Luke 3:15-17, 21-22
Take a look at some pictures. Try to guess who the kids are. They all became famous as adults.
First, who's the boy holding the dog? It's him.
Who are these two? It's them.
How about this guy? You guessed it.
Try this one. Here he is.
One more. Did you know?
The moment a child is born, all sorts of speculation begins. Who does she look like? What will he become?
The fact is that all of us are born mysteries. In some ways, we spend our whole lives unscrambling the mystery of our psyches and souls to figure out who we are and where we belong.
The Epiphany season of the Church Year, which begins on January 6, is a time in which an even greater mystery than our own personal identities unfolds for us.
The season arrives at the end of the Twelve Days of Christmas, which begins on December 25. It's a period during which we celebrate the birth of Jesus.
But, you know, as wonderful as it is to welcome a baby into the world, the birth of a child is a pretty commonplace thing. Children are born every day. It’s hard to imagine, when we open our copies of The Cincinnati Enquirer tomorrow morning that we’ll see a headline screaming: “BABY BORN!” If such a headline did appear, we’d probably yell back at the newspaper, “SO WHAT?”
Epiphany is dedicated to remembering how God in Christ answered that question about the baby born in a barn in Bethlehem: Jesus has been born. So what?
The incidents from Jesus’ life and ministry that are talked about in Epiphany are sort of like those images they put on the Jumbotrons at baseball games. The picture of a ballplayer is scrambled into fragments and slowly, the fragments in which the photograph has been divided are put back in their right places. As the picture becomes clearer, you hear more and more people from around the stadium reacting with recognition.

**Data segment**

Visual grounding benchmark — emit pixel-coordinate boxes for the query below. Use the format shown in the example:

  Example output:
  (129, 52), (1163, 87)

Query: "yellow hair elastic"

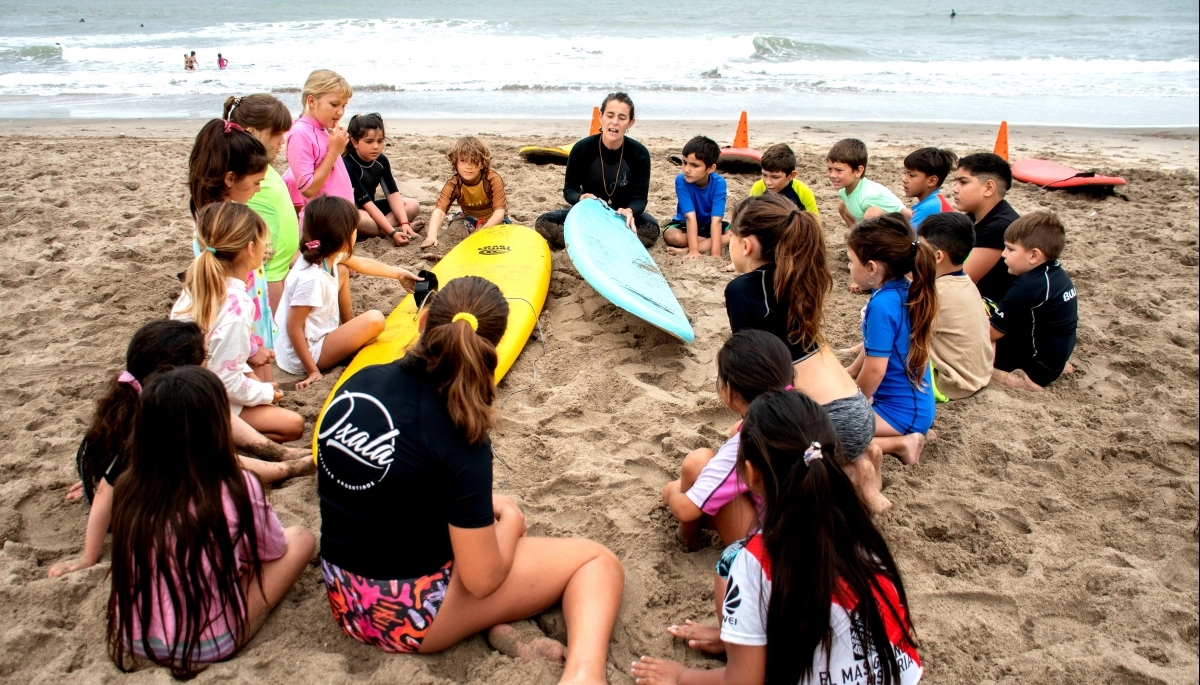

**Directions**
(1) Rewrite the sermon from "How about this" up to and including "where we belong.", changing "mysteries" to "puzzles".
(2) Answer these questions from the sermon:
(a) On what date does the Epiphany season begin?
(b) Which newspaper is named?
(c) At what kind of games are images shown on Jumbotrons?
The listing above comes from a source separate from the sermon.

**Problem solutions**
(1)
How about this guy? You guessed it.
Try this one. Here he is.
One more. Did you know?
The moment a child is born, all sorts of speculation begins. Who does she look like? What will he become?
The fact is that all of us are born puzzles. In some ways, we spend our whole lives unscrambling the mystery of our psyches and souls to figure out who we are and where we belong.

(2)
(a) January 6
(b) The Cincinnati Enquirer
(c) Baseball games